WHAT THE EXERCISE ASKS:
Among the entries below, how many lines have the word "tractor"? Answer only with the number.

════════════════════

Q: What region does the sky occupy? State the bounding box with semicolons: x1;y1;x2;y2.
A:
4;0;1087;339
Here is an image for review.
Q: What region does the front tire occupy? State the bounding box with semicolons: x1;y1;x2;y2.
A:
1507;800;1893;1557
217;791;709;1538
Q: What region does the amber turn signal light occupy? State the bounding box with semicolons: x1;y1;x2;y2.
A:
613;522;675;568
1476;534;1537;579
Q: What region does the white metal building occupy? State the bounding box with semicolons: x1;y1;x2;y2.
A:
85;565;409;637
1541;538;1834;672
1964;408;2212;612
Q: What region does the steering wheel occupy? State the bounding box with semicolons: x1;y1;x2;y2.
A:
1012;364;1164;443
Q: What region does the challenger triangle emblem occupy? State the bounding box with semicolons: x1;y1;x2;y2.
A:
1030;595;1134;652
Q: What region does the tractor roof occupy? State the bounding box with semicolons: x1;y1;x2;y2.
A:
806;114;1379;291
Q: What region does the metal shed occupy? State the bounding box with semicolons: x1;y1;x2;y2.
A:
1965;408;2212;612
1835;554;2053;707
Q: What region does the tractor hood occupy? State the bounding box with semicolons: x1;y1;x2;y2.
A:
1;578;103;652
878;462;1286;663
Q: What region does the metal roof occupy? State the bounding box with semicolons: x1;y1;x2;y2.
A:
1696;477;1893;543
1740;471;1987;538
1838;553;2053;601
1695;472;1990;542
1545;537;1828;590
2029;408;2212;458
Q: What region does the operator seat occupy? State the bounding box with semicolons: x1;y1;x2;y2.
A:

════════════════════

RESPONSE TO THE TASK:
2